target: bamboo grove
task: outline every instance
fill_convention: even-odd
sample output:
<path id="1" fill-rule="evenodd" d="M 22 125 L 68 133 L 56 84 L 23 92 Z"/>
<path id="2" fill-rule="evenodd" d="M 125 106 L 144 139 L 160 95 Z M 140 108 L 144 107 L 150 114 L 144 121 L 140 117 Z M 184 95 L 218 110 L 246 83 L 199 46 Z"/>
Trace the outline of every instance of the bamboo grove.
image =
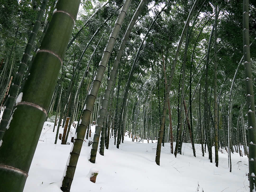
<path id="1" fill-rule="evenodd" d="M 2 3 L 0 191 L 23 191 L 47 121 L 55 122 L 55 144 L 60 133 L 62 144 L 71 143 L 76 129 L 63 191 L 70 191 L 93 123 L 92 163 L 99 144 L 104 155 L 110 142 L 119 148 L 125 136 L 157 143 L 158 165 L 165 143 L 175 157 L 189 143 L 195 158 L 199 144 L 217 167 L 218 153 L 226 152 L 230 172 L 232 153 L 248 156 L 253 191 L 255 2 Z"/>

■ EXERCISE DETAILS
Rescale the traced outline that follows the picture by multiplying each of its coordinates by 1.25 and rounding to whole numbers, with halves rounded up, then write out every line above in full with only those coordinates changed. Leave the picture out.

■ COMPLETED TASK
target: bamboo grove
task: outline every instance
fill_convention: even-odd
sample output:
<path id="1" fill-rule="evenodd" d="M 22 125 L 68 133 L 56 84 L 23 92 Z"/>
<path id="2" fill-rule="evenodd" d="M 125 106 L 144 139 L 160 95 Z M 140 108 L 144 107 L 150 114 L 144 121 L 140 117 Z M 184 95 L 218 110 L 246 83 L 199 46 Z"/>
Trace the outline of every instance of the bamboo grove.
image =
<path id="1" fill-rule="evenodd" d="M 3 4 L 0 239 L 29 239 L 59 151 L 69 153 L 69 180 L 75 166 L 78 180 L 89 179 L 95 161 L 79 239 L 88 239 L 116 154 L 115 204 L 124 180 L 130 194 L 138 178 L 149 185 L 156 170 L 196 179 L 198 206 L 206 179 L 219 196 L 236 179 L 244 198 L 249 180 L 271 209 L 273 191 L 283 190 L 288 215 L 290 191 L 310 195 L 316 239 L 319 3 Z"/>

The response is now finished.